**Your goal**
Can you copy every item below word for word, leaving the pictures out of your answer?

[Collected data]
>> begin

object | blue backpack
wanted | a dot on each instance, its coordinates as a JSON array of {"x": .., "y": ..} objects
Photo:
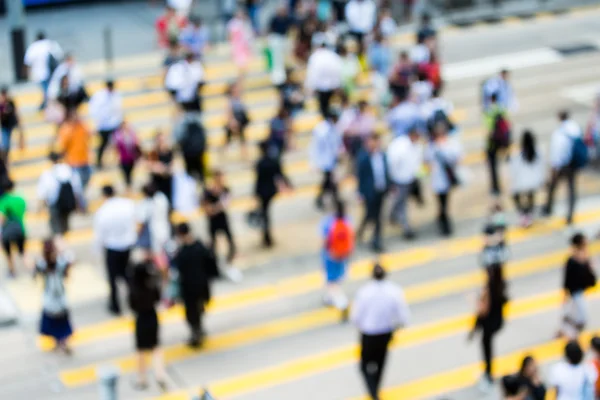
[{"x": 579, "y": 156}]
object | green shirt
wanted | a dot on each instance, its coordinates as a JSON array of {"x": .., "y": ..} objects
[{"x": 13, "y": 206}]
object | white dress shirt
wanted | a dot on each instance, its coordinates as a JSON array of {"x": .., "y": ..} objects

>> end

**Task answer**
object | blue backpack
wanted | a dot on each instance, its coordinates as a JSON array of {"x": .., "y": ..} objects
Photo:
[{"x": 579, "y": 156}]
object | green shirt
wanted | a dot on each instance, its coordinates as a JSON array of {"x": .., "y": ..} objects
[{"x": 13, "y": 206}]
object | white dress shirt
wanted | a dot on each instance, its coordinates as a JSON array of {"x": .., "y": ..} objects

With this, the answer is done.